• _Task to carry out_: In all of the data below, change "Provide" to "Give" and leave every other part of the lines untouched.

[Pointing data]
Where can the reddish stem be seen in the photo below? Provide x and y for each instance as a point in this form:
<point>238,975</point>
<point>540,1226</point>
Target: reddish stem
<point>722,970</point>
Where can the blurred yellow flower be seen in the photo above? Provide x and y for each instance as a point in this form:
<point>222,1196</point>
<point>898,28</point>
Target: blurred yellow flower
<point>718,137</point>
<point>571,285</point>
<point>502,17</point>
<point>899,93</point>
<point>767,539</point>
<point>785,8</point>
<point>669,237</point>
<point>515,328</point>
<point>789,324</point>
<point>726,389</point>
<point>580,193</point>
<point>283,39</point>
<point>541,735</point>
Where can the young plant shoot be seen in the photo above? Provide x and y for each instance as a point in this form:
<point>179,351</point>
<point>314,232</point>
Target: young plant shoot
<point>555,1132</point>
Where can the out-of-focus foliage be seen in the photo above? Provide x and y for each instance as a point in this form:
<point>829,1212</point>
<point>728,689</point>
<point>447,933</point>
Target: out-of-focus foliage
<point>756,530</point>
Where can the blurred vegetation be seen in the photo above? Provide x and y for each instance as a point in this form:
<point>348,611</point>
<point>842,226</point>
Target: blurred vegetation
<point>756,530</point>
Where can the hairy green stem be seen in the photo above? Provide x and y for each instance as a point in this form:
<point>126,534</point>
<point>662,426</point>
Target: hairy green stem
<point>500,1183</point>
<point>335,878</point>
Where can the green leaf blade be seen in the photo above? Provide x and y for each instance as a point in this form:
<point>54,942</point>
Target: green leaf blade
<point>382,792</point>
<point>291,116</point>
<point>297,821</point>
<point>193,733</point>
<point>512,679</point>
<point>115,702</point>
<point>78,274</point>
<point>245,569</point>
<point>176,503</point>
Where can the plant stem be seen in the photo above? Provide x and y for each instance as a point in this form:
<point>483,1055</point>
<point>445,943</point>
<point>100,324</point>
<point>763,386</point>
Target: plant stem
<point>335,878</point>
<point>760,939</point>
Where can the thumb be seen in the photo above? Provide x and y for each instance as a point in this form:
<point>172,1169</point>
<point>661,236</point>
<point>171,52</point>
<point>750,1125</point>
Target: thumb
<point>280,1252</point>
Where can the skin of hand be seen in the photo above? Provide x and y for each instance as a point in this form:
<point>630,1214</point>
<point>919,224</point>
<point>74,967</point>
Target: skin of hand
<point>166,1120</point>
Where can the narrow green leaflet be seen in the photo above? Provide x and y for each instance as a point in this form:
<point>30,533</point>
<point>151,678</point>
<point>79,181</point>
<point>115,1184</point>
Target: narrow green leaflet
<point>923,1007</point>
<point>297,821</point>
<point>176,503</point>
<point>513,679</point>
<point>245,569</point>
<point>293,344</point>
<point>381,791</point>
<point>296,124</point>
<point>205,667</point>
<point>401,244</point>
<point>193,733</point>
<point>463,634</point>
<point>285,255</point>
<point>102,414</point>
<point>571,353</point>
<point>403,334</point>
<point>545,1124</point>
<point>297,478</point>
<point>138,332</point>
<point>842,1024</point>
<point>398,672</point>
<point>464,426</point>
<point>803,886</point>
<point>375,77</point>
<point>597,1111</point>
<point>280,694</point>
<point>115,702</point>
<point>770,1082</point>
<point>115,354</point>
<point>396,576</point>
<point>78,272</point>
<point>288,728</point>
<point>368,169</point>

• _The reply_:
Where can the reddish stem be seen in the photo below? Give x and y for each instance as a point in this form:
<point>238,975</point>
<point>540,1226</point>
Target: reddish stem
<point>722,970</point>
Where can the blurred yellow flower be seen in the photo above? Give x and y for each instance as a point in this form:
<point>222,1196</point>
<point>898,28</point>
Target: blurred yellow flower
<point>718,137</point>
<point>571,285</point>
<point>502,17</point>
<point>899,93</point>
<point>767,539</point>
<point>785,8</point>
<point>669,237</point>
<point>515,328</point>
<point>789,324</point>
<point>726,389</point>
<point>580,193</point>
<point>283,39</point>
<point>541,735</point>
Where can the young plant shoot be seen in the photo above? Give x and y for each instance as a point in this form:
<point>179,351</point>
<point>314,232</point>
Target: young plant shoot
<point>555,1132</point>
Where can the out-of-focus foliage be seen in the photo above? Give x and y for each instance as a point in this form:
<point>829,1212</point>
<point>728,689</point>
<point>447,933</point>
Target: out-of-focus foliage
<point>756,530</point>
Where can the blurred vegetation be seen in the photo above? Give x and y for each instance as a point in this form:
<point>348,611</point>
<point>842,226</point>
Target: blurred vegetation
<point>756,530</point>
Where can the hairy green stem be seen in the photo above? Give x and y for each instance as a point in this form:
<point>126,534</point>
<point>662,426</point>
Target: hairy green stem
<point>500,1183</point>
<point>335,878</point>
Where can the green leaf blade be seen in the photo above? Give x and y for each instance as a point in this form:
<point>54,942</point>
Target: green leaf blade
<point>382,792</point>
<point>291,116</point>
<point>297,821</point>
<point>193,733</point>
<point>512,679</point>
<point>115,702</point>
<point>78,274</point>
<point>245,569</point>
<point>176,503</point>
Where can the plant stem be seen in the photo above? Give x and y for each instance as a point in this form:
<point>483,1055</point>
<point>445,943</point>
<point>100,324</point>
<point>763,386</point>
Target: plant stem
<point>335,878</point>
<point>760,939</point>
Where can the thumb be seen in the photo above? Give x and y for each instance as a point in this form:
<point>172,1169</point>
<point>661,236</point>
<point>171,52</point>
<point>750,1125</point>
Target: thumb
<point>280,1252</point>
Where can the skin of hand be seen in the photo above? Give x and y for each instance as a point in this form:
<point>630,1214</point>
<point>919,224</point>
<point>74,967</point>
Target: skin of hand
<point>166,1120</point>
Where can the narrow green leaflet be seen in the photo above? Give x and y for each instance as a point in this form:
<point>30,533</point>
<point>151,678</point>
<point>79,181</point>
<point>115,1184</point>
Target: narrow green leaflet
<point>923,1007</point>
<point>297,821</point>
<point>176,503</point>
<point>513,679</point>
<point>245,569</point>
<point>293,344</point>
<point>381,791</point>
<point>296,124</point>
<point>205,667</point>
<point>401,244</point>
<point>193,733</point>
<point>463,634</point>
<point>285,255</point>
<point>102,414</point>
<point>571,353</point>
<point>403,334</point>
<point>545,1124</point>
<point>297,478</point>
<point>138,332</point>
<point>842,1024</point>
<point>398,672</point>
<point>464,426</point>
<point>803,886</point>
<point>375,77</point>
<point>597,1111</point>
<point>280,694</point>
<point>115,702</point>
<point>770,1082</point>
<point>115,354</point>
<point>396,576</point>
<point>78,272</point>
<point>288,728</point>
<point>368,169</point>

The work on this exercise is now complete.